*DIRECTIVE*:
Please print every one of the entries below word for word, keeping each line as it appears.

*TASK INPUTS*:

* * * * *

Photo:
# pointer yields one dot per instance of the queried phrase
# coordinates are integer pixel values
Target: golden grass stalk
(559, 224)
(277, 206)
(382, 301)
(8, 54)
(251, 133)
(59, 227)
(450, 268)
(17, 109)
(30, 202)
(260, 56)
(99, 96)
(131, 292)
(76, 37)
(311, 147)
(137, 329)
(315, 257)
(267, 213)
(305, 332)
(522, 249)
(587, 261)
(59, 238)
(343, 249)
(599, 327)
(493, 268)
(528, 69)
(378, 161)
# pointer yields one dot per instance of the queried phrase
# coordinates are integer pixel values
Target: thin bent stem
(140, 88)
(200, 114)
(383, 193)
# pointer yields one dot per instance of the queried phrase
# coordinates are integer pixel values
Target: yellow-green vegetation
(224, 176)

* * * * *

*RESULT FOR THIS TASK*:
Photo:
# pointer yields one dot per instance of the queried phrase
# coordinates are integer pixel values
Target: golden grass stalk
(559, 224)
(277, 206)
(382, 301)
(8, 54)
(251, 133)
(59, 227)
(450, 268)
(17, 109)
(30, 202)
(260, 56)
(99, 96)
(131, 292)
(76, 37)
(311, 147)
(137, 329)
(315, 257)
(267, 213)
(305, 332)
(522, 249)
(587, 261)
(59, 238)
(343, 249)
(599, 327)
(493, 268)
(528, 69)
(378, 161)
# pointer yields one dot per instance of the queried phrase
# coordinates are integer pixel values
Target: thin bent stem
(140, 88)
(200, 114)
(383, 193)
# pointer yields one dot per instance of the queried phrase
# coordinates are integer pixel values
Target: yellow-green vegetation
(224, 176)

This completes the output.